▸ WHAT THE TASK REQUIRES
Everything except the pictures should be printed exactly as it appears in the records.

▸ GIVEN DATA
►
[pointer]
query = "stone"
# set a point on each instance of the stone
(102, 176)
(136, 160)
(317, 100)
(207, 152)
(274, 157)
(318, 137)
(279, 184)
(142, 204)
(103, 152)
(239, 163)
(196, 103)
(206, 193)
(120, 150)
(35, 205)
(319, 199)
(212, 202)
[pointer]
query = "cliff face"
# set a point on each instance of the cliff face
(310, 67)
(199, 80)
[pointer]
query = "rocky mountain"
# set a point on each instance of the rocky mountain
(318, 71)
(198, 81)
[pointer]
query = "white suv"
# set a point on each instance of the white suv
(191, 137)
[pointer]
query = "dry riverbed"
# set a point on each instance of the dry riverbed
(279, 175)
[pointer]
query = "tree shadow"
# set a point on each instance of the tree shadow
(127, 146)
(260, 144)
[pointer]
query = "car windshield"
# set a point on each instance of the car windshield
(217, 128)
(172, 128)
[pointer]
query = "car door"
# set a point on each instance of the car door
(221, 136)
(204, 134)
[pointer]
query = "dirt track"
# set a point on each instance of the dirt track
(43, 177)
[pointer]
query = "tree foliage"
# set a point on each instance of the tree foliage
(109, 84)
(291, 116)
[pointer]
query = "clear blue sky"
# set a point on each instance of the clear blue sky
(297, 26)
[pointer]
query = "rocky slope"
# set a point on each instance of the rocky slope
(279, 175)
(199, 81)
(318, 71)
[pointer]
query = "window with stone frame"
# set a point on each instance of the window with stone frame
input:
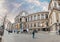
◄
▸ WORKED SOLUTION
[pointer]
query = "stone"
# set a point on each instance of the stone
(102, 176)
(136, 160)
(317, 100)
(207, 152)
(274, 157)
(318, 137)
(279, 184)
(142, 204)
(103, 152)
(239, 163)
(196, 103)
(206, 193)
(120, 150)
(35, 205)
(319, 199)
(212, 202)
[pointer]
query = "cliff face"
# set a point on each instance of the cliff face
(310, 67)
(199, 80)
[pointer]
query = "rocky mountain"
# set a point on each instance of the rocky mountain
(318, 71)
(198, 81)
[pointer]
query = "white suv"
# set a point on each instance of the white suv
(191, 137)
[pointer]
query = "dry riverbed"
# set a point on each instance of the dry riverbed
(279, 175)
[pointer]
query = "tree shadow"
# set a point on each instance of the tree shadow
(127, 146)
(260, 144)
[pointer]
query = "car windshield"
# set a point on each instance of the car windshield
(217, 128)
(172, 128)
[pointer]
query = "car door"
# set a point on each instance of the car door
(221, 136)
(204, 134)
[pointer]
query = "dirt track"
# set a point on each instance of the dirt track
(43, 177)
[pointer]
query = "tree foliage"
# set a point on each instance of the tree foliage
(109, 84)
(291, 116)
[pointer]
query = "clear blue sky"
# set a point on each instance of the clear blue sky
(297, 26)
[pointer]
query = "rocky slope"
# set a point on each instance of the rocky slope
(279, 175)
(199, 81)
(318, 71)
[pointer]
query = "window with stone frame"
# set a point on each instance of the window with stone frame
input:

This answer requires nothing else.